(INFORMATION SUPPLIED)

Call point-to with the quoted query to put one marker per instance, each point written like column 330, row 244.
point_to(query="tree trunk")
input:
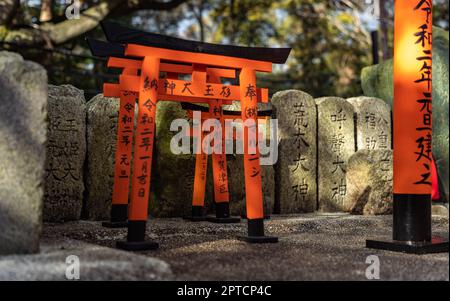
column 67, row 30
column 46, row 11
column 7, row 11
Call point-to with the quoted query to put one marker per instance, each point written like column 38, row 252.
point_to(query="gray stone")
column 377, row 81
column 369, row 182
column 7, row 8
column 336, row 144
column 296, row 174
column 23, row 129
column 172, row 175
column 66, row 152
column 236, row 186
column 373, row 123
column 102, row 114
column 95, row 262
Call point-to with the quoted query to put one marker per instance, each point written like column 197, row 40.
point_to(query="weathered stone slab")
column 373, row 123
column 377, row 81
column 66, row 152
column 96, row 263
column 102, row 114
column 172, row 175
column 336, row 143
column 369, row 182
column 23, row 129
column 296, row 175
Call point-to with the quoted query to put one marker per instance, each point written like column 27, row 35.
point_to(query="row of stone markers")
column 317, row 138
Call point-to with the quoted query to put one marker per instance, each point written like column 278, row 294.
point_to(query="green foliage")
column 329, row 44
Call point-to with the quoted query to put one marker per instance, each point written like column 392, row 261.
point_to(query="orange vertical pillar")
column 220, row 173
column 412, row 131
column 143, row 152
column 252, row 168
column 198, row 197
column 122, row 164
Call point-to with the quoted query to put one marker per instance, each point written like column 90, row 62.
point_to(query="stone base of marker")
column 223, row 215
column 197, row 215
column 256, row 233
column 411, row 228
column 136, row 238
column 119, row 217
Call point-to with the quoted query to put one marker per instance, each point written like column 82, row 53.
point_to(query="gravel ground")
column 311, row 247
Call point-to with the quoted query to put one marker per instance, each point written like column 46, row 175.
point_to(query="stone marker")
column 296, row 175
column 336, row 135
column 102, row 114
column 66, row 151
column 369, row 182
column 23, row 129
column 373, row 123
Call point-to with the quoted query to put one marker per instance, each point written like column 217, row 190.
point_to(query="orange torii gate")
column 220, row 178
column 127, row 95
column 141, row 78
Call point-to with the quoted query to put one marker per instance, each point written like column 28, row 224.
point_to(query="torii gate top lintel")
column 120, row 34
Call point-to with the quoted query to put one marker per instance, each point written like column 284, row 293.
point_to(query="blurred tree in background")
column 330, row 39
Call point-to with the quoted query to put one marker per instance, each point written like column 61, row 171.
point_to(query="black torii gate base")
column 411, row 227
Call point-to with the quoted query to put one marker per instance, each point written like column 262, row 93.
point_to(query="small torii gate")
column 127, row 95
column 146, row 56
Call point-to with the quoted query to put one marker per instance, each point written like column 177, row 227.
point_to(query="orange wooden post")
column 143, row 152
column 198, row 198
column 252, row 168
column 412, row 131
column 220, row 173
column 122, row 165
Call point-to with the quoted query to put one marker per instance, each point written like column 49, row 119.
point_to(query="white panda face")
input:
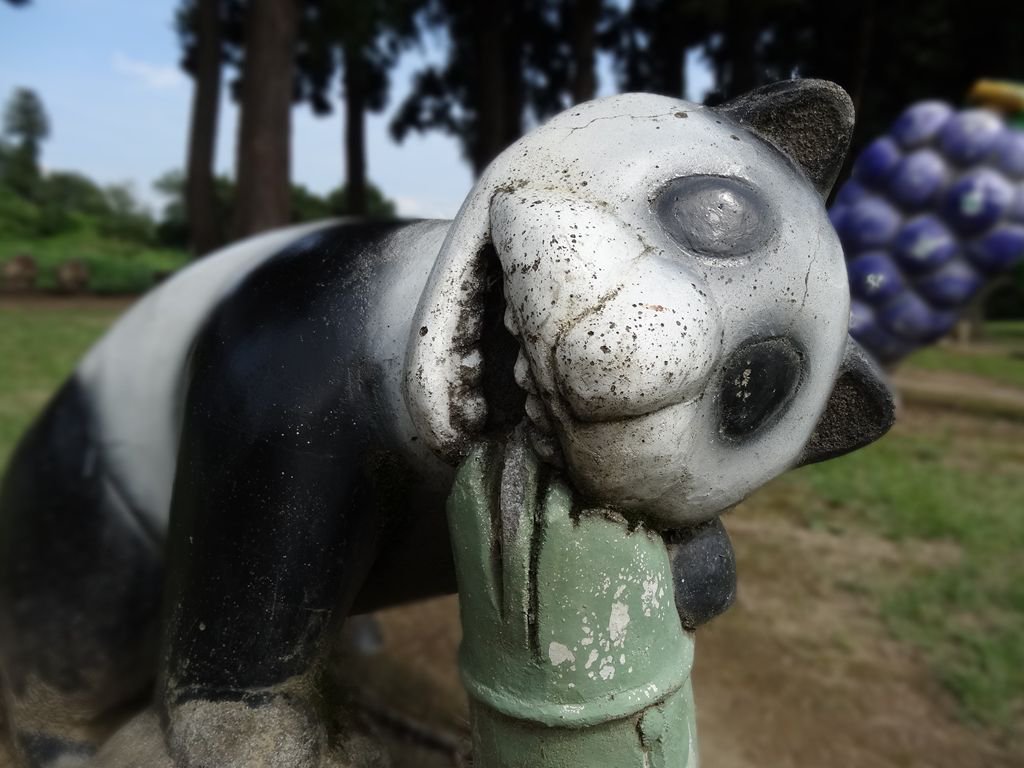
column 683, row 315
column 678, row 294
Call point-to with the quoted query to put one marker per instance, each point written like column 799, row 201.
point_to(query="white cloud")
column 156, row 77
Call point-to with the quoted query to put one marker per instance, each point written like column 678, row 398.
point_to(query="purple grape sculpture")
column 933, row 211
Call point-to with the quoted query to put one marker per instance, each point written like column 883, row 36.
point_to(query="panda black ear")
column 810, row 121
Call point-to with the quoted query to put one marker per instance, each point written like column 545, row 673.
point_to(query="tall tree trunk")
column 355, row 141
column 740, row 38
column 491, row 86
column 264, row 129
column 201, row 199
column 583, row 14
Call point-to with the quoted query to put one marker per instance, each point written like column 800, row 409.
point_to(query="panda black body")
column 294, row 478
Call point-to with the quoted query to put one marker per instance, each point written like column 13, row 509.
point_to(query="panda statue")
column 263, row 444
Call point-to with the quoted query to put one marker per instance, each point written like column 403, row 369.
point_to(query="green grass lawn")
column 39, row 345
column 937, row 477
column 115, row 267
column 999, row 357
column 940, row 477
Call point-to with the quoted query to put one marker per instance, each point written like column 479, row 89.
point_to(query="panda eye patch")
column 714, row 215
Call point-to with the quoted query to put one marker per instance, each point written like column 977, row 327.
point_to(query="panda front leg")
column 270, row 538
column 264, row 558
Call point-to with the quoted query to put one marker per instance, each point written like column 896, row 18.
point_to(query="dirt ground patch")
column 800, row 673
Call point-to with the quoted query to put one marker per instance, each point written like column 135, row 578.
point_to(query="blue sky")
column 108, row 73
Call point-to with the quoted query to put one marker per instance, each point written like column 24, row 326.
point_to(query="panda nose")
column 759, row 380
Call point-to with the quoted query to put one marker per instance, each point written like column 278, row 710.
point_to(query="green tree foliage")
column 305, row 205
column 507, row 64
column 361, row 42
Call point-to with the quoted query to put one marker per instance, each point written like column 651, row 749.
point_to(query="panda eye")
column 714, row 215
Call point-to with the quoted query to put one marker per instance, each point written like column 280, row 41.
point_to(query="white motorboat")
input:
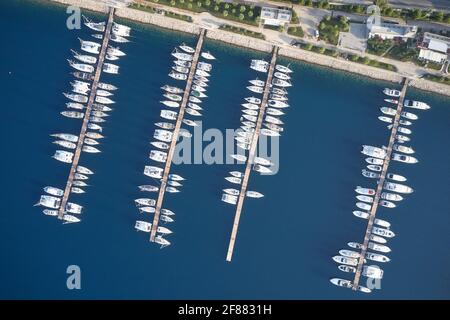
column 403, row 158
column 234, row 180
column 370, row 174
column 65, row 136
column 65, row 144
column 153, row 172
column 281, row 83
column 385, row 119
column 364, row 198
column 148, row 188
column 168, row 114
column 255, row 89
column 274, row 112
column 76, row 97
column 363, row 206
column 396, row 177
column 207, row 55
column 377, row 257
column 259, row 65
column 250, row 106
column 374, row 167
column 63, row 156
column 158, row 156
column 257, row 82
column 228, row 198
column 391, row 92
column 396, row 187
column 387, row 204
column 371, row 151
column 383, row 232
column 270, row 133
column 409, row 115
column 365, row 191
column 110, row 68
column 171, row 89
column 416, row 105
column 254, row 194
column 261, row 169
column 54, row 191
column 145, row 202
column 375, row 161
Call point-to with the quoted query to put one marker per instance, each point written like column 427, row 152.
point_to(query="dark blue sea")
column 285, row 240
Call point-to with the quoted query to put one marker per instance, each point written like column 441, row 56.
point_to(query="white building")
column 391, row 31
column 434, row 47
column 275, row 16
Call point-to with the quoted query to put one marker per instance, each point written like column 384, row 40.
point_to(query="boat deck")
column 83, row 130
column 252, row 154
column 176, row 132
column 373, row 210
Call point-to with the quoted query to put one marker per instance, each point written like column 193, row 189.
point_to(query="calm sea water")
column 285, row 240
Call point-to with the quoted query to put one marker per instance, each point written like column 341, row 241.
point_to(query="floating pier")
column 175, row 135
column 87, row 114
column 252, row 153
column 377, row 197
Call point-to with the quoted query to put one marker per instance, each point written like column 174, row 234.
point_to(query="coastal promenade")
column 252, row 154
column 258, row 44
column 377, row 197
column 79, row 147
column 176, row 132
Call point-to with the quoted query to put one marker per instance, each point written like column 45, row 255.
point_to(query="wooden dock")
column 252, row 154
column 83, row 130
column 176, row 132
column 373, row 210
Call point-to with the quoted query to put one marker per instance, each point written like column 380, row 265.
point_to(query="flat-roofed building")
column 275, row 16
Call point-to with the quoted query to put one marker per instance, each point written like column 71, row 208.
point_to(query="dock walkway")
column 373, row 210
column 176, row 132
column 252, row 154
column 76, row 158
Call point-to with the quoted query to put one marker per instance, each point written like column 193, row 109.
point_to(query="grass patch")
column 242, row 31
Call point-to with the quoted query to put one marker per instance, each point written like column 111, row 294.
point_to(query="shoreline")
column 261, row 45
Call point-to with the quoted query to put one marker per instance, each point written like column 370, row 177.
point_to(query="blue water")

(End INFORMATION SUPPLIED)

> _EXERCISE_: Every entry above needs to be printed again exactly, with its pictures left out.

> _FINAL ANSWER_:
Call point-to with the quoted query to put one marker per instance, each point written like column 330, row 244.
point_to(query="tree trunk")
input:
column 67, row 30
column 46, row 11
column 7, row 11
Call point-to with the quoted query to put one marker per instance, each point written like column 38, row 252.
point_to(query="gray stone")
column 377, row 81
column 369, row 182
column 7, row 8
column 336, row 144
column 296, row 174
column 23, row 129
column 172, row 175
column 66, row 152
column 236, row 186
column 373, row 123
column 102, row 114
column 95, row 262
Call point-to with the quoted query to put one marker per instance, each point written like column 197, row 40.
point_to(query="weathered stone slab")
column 373, row 123
column 377, row 81
column 66, row 152
column 96, row 263
column 102, row 114
column 172, row 175
column 336, row 143
column 369, row 182
column 23, row 129
column 296, row 175
Call point-to with the quoted query to put one marker per instance, each point written like column 27, row 35.
point_to(query="row of stone markers")
column 317, row 138
Call point-to with the quoted query to put one marker per instance, each point written like column 278, row 294.
point_to(query="green foliage")
column 329, row 44
Call point-to with the quoted query to put one marker per instance, each point written like column 392, row 261.
point_to(query="orange vertical pillar")
column 220, row 173
column 412, row 131
column 143, row 152
column 252, row 168
column 198, row 197
column 122, row 164
Call point-to with the quoted query to put one marker per instance, each point written like column 90, row 62.
point_to(query="stone base of marker")
column 223, row 215
column 197, row 215
column 256, row 233
column 411, row 228
column 136, row 238
column 119, row 217
Call point-to with the quoted query to put one marker per instance, each point written like column 82, row 53.
point_to(query="gravel ground")
column 311, row 247
Call point-to with the quoted query to put one marker per instance, each point written like column 46, row 175.
point_to(query="stone marker")
column 296, row 175
column 336, row 135
column 102, row 114
column 66, row 151
column 369, row 182
column 23, row 129
column 373, row 123
Call point-to with the quoted query to put one marker per instance, each point written like column 217, row 190.
point_to(query="orange torii gate")
column 220, row 178
column 127, row 95
column 141, row 78
Call point-to with the quoted query to put one marker per instance, each point written like column 28, row 224.
point_to(query="torii gate top lintel")
column 120, row 34
Call point-to with the quoted query to put one marker per instance, each point written like column 284, row 293.
point_to(query="blurred tree in background")
column 330, row 39
Call point-to with the quoted query to put one marker per instance, each point written like column 61, row 171.
point_to(query="black torii gate base")
column 411, row 227
Call point-to with the quoted query to put one marker per instance, each point written like column 262, row 93.
point_to(query="small torii gate")
column 127, row 95
column 146, row 56
Call point-to with the quoted query to put one marker per instance, each point written like column 177, row 227.
point_to(query="orange wooden post")
column 143, row 152
column 198, row 198
column 252, row 168
column 412, row 131
column 220, row 173
column 122, row 165
Call point-to with the quoted query to put one marker per instance, each point written like column 49, row 119.
point_to(query="white panda face")
input:
column 683, row 315
column 678, row 294
Call point-to with the quoted query to put one marker per instance, each point written like column 799, row 201.
point_to(query="white cloud")
column 156, row 77
Call point-to with the quoted query to put one marker per instance, each point written like column 678, row 398.
point_to(query="purple grape sculpture")
column 933, row 211
Call point-to with the quoted query to put one marker per instance, each point written like column 883, row 36.
point_to(query="panda black ear")
column 810, row 121
Call point-to with the quoted query to put one marker per instance, each point written like column 545, row 673.
point_to(query="tall tree trunk")
column 355, row 141
column 740, row 38
column 491, row 86
column 264, row 129
column 201, row 199
column 583, row 14
Call point-to with the quoted query to put one marker per instance, each point written like column 800, row 409.
point_to(query="panda black body")
column 294, row 478
Call point-to with the quoted query to put one marker per instance, each point written like column 13, row 509.
point_to(query="panda statue")
column 263, row 444
Call point-to with the quoted query to put one marker per instance, each point written like column 403, row 369.
point_to(query="green grass lawn")
column 39, row 345
column 937, row 477
column 115, row 267
column 999, row 357
column 940, row 477
Call point-to with the quoted query to put one marker per instance, each point written like column 479, row 89.
point_to(query="panda eye patch")
column 714, row 215
Call point-to with the quoted query to put one marker per instance, each point written like column 977, row 327.
point_to(query="panda front leg")
column 270, row 538
column 264, row 558
Call point-to with the quoted query to put one marker per instance, each point written like column 896, row 18.
point_to(query="dirt ground patch")
column 800, row 673
Call point-to with the quoted query to put one marker per instance, each point written like column 135, row 578.
point_to(query="blue sky")
column 108, row 73
Call point-to with the quoted query to put one marker per instance, each point written like column 24, row 326.
point_to(query="panda nose")
column 759, row 380
Call point-to with the quoted query to put one marker per instance, each point written like column 278, row 710.
point_to(query="green tree foliage")
column 305, row 205
column 507, row 64
column 361, row 42
Call point-to with the quoted query to put one marker per instance, each point written like column 651, row 749.
point_to(query="panda eye")
column 714, row 215
Call point-to with the quoted query to put one marker per instance, each point written like column 280, row 41.
point_to(query="white motorboat")
input:
column 403, row 158
column 234, row 180
column 370, row 174
column 65, row 136
column 65, row 144
column 153, row 172
column 281, row 83
column 385, row 119
column 364, row 198
column 148, row 188
column 168, row 114
column 255, row 89
column 274, row 112
column 76, row 97
column 363, row 206
column 396, row 177
column 207, row 55
column 377, row 257
column 259, row 65
column 250, row 106
column 374, row 167
column 63, row 156
column 158, row 156
column 257, row 82
column 228, row 198
column 391, row 92
column 396, row 187
column 387, row 204
column 371, row 151
column 383, row 232
column 270, row 133
column 409, row 115
column 365, row 191
column 110, row 68
column 171, row 89
column 416, row 105
column 254, row 194
column 261, row 169
column 54, row 191
column 145, row 202
column 375, row 161
Call point-to with the quoted query to put one marker per instance, each point written like column 427, row 152.
point_to(query="dark blue sea")
column 285, row 240
Call point-to with the quoted query to put one marker per instance, each point written like column 441, row 56.
point_to(query="white building")
column 391, row 31
column 434, row 47
column 275, row 16
Call point-to with the quoted query to put one marker per instance, each point written like column 384, row 40.
point_to(query="boat deck")
column 83, row 130
column 252, row 154
column 176, row 132
column 373, row 210
Call point-to with the quoted query to put one marker per instance, each point written like column 193, row 189.
point_to(query="calm sea water")
column 285, row 240
Call point-to with the quoted query to put one marker per instance, each point written like column 341, row 241.
point_to(query="floating pier")
column 175, row 135
column 87, row 114
column 252, row 153
column 377, row 197
Call point-to with the quoted query to put one marker per instance, each point written like column 174, row 234.
point_to(query="coastal promenade")
column 252, row 154
column 258, row 44
column 377, row 197
column 79, row 147
column 176, row 132
Call point-to with the quoted query to put one marker per instance, each point written like column 45, row 255.
point_to(query="wooden dock")
column 252, row 154
column 83, row 130
column 176, row 132
column 373, row 210
Call point-to with the quoted query to put one marker per instance, each point written like column 380, row 265.
point_to(query="flat-roofed building")
column 275, row 16
Call point-to with the quoted query to put one marker per instance, each point written like column 71, row 208.
point_to(query="dock walkway")
column 373, row 210
column 176, row 132
column 252, row 154
column 76, row 158
Call point-to with the quoted query to put one marker per instance, each point written like column 193, row 109.
point_to(query="grass patch")
column 242, row 31
Call point-to with the quoted query to put one marker per instance, each point written like column 111, row 294.
point_to(query="shoreline")
column 261, row 45
Call point-to with the quoted query to put one marker per instance, each point written like column 370, row 177.
point_to(query="blue water")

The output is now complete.